• [Document segment]:
* Begin *
The rise of Islamic banking: Four decades ago, Islamic banking emerged on a modest scale to fill a gap in a banking system not attuned to the needs of the devout two events were crucial to its development. First, the early 1960s appearance in rural Egyptian villages of microlending institutions following Islamic banking principles demonstrated the feasibility of Islamic banking. These experiments thrived and spread to Indonesia, Malaysia, and sub-saharan Africa. Second, top-down support following the 1975 establishment of the Islamic Development Bank in Jeddah, Saudi Arabia, further spurred diffusion of Islamic banking by centralising expertise. 

In its infancy, Islamic banking required much interpretation of shariah law by Islamic scholars. In the first few years, basic implementation tools—such as legislation allowing such banks to be set up and the training of staff—were key ingredients for the spread of Islamic banking. And the past few years have seen rapid innovation, most recently improved regulation of liquidity management and accounting. 

Similarly, the development of sukuk (Islamic bonds) has revolutionised Islamic finance in recent years: Islam prohibits conventional fixed income interest-bearing bonds. Harnessing sophisticated financial engineering techniques, sukuk is now a multibillion-dollar industry.

During the past decade, Islamic banking industry assets grew at an average 15 percent annually, and more than 300 Islamic institutions claim total assets of several hundred billion dollars. Two-thirds of Islamic banks are in the Middle East and North Africa, with the rest mainly in Southeast Asia and sub-saharan Africa.
* End *
• [Given request]: Rewrite the part of the Islamic banking text starting with "Similarly, the development" and going on through "Asia and sub-saharan Africa.", replacing "decade" with "ten years". Rely on nothing but the Islamic banking text.

Coordinate annotation entries
* Begin *
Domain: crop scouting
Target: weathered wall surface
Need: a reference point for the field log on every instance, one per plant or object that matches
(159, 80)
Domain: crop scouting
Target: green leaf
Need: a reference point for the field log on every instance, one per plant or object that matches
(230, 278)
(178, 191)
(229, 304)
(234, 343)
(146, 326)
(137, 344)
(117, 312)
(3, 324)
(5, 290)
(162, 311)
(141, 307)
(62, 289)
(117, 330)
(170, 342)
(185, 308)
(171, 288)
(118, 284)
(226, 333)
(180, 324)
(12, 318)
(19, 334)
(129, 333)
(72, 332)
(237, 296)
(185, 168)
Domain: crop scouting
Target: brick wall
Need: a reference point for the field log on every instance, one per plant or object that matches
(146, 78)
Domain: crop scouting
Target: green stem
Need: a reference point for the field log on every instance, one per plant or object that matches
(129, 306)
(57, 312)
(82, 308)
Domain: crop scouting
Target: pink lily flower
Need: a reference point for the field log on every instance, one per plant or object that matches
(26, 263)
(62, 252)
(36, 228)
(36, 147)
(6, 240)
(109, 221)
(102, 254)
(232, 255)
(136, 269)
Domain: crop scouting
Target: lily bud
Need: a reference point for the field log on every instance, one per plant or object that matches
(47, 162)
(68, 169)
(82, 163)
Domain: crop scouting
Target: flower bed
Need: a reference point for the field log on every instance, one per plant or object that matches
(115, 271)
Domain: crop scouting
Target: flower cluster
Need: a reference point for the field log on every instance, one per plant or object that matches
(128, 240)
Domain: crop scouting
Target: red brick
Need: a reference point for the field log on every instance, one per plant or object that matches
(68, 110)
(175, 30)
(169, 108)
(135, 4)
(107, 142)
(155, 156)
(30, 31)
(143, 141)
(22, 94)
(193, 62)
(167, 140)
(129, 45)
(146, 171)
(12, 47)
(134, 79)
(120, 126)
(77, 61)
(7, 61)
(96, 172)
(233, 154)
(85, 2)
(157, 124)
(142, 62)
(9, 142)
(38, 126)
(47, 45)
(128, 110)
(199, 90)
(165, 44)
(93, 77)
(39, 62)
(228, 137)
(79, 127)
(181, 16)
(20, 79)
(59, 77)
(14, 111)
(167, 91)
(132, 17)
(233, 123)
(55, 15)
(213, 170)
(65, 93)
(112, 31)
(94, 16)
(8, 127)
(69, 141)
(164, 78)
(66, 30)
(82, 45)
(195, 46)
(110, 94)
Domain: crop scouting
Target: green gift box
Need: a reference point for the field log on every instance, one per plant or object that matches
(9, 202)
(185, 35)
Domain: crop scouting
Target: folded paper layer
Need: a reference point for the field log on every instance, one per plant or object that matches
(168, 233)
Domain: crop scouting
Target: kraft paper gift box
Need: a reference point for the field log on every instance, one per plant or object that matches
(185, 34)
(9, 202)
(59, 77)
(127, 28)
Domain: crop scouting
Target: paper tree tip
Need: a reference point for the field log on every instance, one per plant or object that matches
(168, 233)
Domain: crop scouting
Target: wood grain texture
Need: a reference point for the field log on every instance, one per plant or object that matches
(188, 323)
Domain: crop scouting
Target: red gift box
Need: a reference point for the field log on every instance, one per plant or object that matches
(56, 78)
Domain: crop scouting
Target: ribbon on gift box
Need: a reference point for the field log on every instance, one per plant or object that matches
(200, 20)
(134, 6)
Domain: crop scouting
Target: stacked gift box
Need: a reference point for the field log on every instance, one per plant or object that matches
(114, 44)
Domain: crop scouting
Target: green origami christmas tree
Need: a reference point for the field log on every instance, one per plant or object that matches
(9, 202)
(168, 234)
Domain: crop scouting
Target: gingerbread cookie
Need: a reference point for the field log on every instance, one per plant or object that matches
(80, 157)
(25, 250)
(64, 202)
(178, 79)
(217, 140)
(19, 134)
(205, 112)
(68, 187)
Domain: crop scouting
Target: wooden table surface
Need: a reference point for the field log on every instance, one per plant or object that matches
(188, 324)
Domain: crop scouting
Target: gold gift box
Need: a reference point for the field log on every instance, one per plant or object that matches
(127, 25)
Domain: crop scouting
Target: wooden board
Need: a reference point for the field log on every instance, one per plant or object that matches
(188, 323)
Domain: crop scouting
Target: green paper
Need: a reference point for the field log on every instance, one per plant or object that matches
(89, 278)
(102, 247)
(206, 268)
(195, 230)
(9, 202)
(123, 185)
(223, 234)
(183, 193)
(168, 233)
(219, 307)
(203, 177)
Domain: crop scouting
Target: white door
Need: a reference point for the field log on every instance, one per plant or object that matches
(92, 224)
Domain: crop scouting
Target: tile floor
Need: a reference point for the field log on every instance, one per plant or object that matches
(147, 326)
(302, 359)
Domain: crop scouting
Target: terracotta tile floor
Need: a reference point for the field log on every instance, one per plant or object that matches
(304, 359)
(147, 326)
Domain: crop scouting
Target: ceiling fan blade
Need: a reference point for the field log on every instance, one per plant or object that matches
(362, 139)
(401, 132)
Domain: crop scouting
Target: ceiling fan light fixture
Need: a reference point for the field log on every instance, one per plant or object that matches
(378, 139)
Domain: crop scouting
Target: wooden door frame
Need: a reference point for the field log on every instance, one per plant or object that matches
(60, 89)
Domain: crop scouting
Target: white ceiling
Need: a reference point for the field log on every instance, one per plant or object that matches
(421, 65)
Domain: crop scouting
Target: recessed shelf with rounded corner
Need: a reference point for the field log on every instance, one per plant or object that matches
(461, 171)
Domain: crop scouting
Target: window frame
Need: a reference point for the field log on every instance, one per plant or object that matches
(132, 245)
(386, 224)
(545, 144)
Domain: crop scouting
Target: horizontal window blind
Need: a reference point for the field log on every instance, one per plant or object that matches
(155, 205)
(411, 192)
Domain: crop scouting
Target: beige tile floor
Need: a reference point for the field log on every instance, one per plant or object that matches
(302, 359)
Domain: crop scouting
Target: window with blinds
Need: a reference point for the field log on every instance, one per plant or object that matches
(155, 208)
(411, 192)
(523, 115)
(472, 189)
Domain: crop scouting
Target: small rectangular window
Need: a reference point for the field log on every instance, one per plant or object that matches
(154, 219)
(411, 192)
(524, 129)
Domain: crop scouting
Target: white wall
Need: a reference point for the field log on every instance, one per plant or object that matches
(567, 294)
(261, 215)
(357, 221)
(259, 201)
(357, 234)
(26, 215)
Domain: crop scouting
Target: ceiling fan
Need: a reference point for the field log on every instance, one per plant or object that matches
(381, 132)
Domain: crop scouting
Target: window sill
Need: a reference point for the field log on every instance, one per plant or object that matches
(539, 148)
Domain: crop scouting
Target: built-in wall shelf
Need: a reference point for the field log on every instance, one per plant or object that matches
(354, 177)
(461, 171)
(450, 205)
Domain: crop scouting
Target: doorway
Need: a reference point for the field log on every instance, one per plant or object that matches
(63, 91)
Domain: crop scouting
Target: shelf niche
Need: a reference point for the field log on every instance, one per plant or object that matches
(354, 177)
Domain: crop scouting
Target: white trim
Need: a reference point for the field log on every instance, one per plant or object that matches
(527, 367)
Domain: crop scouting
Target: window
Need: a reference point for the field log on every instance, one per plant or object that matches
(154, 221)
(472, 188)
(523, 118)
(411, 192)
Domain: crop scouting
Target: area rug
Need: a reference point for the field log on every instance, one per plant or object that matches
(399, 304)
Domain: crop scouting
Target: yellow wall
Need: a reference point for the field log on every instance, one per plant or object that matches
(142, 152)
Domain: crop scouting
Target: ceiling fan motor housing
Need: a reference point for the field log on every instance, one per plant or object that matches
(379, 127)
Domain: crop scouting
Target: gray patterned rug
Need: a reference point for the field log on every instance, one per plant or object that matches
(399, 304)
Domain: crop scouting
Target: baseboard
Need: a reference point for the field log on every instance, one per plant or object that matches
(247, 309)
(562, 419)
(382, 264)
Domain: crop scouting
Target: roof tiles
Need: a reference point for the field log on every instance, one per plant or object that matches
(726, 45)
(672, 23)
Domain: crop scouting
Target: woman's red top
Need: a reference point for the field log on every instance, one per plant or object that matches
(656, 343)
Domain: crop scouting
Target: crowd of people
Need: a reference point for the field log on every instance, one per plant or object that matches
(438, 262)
* End *
• [Task solution]:
Similarly, the development of sukuk (Islamic bonds) has revolutionised Islamic finance in recent years: Islam prohibits conventional fixed income interest-bearing bonds. Harnessing sophisticated financial engineering techniques, sukuk is now a multibillion-dollar industry.

During the past ten years, Islamic banking industry assets grew at an average 15 percent annually, and more than 300 Islamic institutions claim total assets of several hundred billion dollars. Two-thirds of Islamic banks are in the Middle East and North Africa, with the rest mainly in Southeast Asia and sub-saharan Africa.